◆ **Directive a**
Locate each line in the entries below that contains the string "Target", and copy those lines.

╭─ Source document

This also removes duplicated code which was of course
unnecessary different and incomplete in the KVM copy.
- Simplify the KVM FPU buffer handling by utilizing the new
fpstate container and just switching the buffer pointer from the
user space buffer to the KVM guest buffer when entering
vcpu_run() and flipping it back when leaving the function. This
cuts the memory requirements of a vCPU for FPU buffers in half
and avoids pointless memory copy operations.
This also solves the so far unresolved problem of adding AMX
support because the current FPU buffer handling of KVM inflicted
a circular dependency between adding AMX support to the core and
to KVM. With the new scheme of switching fpstate AMX support can
be added to the core code without affecting KVM.

╰─
╭─ Material shown

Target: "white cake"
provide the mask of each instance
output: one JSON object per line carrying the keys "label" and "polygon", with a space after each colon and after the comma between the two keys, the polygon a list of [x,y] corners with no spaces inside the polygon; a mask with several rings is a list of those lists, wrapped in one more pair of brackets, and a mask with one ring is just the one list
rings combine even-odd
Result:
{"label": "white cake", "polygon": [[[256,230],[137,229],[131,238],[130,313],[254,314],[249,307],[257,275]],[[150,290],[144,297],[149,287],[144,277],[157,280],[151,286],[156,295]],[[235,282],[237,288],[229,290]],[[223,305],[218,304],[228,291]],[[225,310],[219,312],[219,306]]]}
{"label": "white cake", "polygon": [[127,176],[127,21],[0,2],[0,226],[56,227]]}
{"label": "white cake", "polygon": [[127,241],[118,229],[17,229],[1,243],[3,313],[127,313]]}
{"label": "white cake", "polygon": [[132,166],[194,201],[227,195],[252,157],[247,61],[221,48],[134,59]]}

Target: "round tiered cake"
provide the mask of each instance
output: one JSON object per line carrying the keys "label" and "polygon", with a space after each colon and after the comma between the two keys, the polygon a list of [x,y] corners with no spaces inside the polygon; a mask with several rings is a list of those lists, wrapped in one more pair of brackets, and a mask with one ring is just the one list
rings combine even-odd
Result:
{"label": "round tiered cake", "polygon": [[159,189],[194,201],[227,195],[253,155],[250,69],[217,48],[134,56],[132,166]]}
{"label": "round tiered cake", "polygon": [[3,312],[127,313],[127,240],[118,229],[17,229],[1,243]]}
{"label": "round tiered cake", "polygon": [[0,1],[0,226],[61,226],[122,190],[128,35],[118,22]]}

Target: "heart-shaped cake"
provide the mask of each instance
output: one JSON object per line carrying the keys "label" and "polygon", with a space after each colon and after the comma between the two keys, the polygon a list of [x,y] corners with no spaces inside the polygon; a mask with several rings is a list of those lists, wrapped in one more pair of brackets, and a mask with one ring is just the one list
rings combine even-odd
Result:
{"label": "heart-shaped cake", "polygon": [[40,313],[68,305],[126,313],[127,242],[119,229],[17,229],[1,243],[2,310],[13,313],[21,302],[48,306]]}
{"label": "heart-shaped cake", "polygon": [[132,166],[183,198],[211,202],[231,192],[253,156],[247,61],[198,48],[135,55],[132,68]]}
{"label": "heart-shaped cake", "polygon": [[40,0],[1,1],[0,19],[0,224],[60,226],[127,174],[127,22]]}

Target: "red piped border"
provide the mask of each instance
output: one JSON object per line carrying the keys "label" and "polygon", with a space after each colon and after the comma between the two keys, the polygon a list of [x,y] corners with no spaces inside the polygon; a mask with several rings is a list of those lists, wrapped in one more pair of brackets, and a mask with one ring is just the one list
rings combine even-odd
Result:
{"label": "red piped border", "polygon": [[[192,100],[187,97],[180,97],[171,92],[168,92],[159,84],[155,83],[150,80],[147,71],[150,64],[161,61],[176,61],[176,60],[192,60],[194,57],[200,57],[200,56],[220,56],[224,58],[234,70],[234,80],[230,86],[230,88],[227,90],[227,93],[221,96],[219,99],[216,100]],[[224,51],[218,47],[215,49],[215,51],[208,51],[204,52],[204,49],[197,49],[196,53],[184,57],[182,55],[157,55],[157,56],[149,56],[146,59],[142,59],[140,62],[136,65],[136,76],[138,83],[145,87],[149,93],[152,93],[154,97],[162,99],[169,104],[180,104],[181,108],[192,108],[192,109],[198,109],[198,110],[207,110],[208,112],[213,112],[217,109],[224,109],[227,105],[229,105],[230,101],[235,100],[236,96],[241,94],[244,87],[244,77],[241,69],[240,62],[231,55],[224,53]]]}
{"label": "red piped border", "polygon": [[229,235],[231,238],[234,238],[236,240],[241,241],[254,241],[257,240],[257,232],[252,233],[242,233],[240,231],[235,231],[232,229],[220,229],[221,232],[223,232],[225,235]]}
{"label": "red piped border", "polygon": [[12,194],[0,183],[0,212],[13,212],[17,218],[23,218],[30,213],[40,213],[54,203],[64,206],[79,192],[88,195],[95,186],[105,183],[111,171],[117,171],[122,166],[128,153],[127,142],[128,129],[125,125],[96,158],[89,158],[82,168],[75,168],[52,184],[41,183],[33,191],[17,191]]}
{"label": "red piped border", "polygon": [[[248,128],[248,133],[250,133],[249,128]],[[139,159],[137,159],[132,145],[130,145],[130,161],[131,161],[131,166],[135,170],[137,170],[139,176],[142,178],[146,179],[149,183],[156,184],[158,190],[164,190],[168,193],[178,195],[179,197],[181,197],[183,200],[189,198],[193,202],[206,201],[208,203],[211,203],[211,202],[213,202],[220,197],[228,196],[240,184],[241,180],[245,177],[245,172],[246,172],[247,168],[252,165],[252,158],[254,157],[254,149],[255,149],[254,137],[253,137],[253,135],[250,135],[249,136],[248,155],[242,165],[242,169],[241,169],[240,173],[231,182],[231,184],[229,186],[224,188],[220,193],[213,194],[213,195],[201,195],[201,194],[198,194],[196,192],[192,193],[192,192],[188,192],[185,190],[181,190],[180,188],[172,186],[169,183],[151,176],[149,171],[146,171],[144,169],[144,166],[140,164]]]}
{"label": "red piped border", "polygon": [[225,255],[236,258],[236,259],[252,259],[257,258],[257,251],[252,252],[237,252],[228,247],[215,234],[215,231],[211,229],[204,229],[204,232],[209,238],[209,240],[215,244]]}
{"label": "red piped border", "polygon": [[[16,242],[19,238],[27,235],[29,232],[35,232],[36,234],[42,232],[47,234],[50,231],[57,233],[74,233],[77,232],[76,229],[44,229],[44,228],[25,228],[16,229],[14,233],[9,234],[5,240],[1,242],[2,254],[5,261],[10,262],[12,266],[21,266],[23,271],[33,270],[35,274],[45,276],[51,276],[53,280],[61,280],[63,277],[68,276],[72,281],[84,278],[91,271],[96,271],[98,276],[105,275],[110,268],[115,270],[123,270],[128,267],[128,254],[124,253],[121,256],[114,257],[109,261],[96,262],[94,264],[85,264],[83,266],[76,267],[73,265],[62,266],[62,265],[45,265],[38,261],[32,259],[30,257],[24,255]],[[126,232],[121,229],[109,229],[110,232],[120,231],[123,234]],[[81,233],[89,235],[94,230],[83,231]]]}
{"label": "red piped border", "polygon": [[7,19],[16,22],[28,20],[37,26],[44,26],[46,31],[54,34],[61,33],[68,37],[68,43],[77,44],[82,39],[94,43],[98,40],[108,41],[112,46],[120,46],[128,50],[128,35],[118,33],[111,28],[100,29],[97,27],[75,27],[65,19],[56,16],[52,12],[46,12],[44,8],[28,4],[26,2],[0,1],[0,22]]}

╰─

◆ **Directive b**
According to the passage on KVM FPU buffer handling above, by how much does the new scheme reduce a vCPU's memory requirements for FPU buffers?

◆ **Answer a**
Target: "white cake"
Target: "round tiered cake"
Target: "heart-shaped cake"
Target: "red piped border"

◆ **Answer b**
It cuts them in half.